* _EXERCISE BRIEF_: Could you rewrite the rows below, changing each "even-odd fill" to "nonzero fill" and leaving everything else as it is?

* _GIVEN RECORDS_:
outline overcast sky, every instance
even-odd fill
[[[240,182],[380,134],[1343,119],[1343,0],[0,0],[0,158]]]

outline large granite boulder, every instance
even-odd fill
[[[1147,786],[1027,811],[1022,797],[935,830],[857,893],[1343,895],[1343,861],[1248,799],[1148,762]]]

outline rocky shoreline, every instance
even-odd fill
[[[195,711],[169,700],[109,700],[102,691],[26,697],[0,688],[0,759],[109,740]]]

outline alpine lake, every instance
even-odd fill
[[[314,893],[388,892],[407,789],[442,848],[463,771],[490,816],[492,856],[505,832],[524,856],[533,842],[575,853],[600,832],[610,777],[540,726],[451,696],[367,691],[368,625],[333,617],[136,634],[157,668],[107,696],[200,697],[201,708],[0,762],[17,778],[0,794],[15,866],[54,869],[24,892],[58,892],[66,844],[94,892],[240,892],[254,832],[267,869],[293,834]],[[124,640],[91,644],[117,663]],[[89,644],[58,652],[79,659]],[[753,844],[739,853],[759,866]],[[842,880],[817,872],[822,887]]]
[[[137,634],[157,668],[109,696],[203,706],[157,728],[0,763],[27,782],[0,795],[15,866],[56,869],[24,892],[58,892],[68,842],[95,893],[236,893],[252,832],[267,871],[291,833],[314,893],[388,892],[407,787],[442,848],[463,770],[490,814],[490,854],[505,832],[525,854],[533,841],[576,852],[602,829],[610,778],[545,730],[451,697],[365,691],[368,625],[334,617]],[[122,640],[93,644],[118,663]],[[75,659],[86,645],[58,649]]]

* _FULL RESPONSE_:
outline overcast sky, every instance
nonzero fill
[[[240,182],[380,134],[1343,119],[1343,0],[0,0],[0,158]]]

outline large granite boulder, every instance
nonzero fill
[[[1147,786],[1027,811],[1022,797],[935,830],[857,893],[1343,895],[1343,861],[1248,799],[1148,762]]]

outline rocky shoreline, every instance
nonzero fill
[[[195,711],[169,700],[109,700],[102,691],[26,697],[0,688],[0,759],[109,740]]]

outline alpine lake, every instance
nonzero fill
[[[314,893],[388,892],[407,789],[442,848],[463,771],[490,816],[492,856],[505,832],[524,856],[533,842],[575,853],[600,832],[610,777],[540,726],[451,696],[367,691],[368,625],[333,617],[136,634],[157,668],[107,696],[200,697],[201,708],[0,762],[17,778],[0,794],[15,866],[54,869],[24,892],[58,892],[66,844],[94,892],[240,892],[254,832],[267,869],[293,834]],[[124,640],[91,644],[117,663]],[[89,644],[58,652],[79,659]],[[753,844],[739,853],[759,866]],[[842,880],[817,872],[822,887]]]
[[[137,634],[157,668],[109,696],[203,706],[157,728],[0,763],[27,782],[0,795],[15,866],[56,869],[24,892],[58,892],[68,842],[95,893],[236,893],[252,832],[267,871],[291,833],[314,893],[388,892],[407,787],[442,848],[463,770],[490,814],[490,854],[505,832],[525,854],[533,841],[576,852],[602,829],[610,778],[545,730],[451,697],[365,691],[368,625],[334,617]],[[122,640],[93,644],[118,663]],[[75,659],[86,645],[58,649]]]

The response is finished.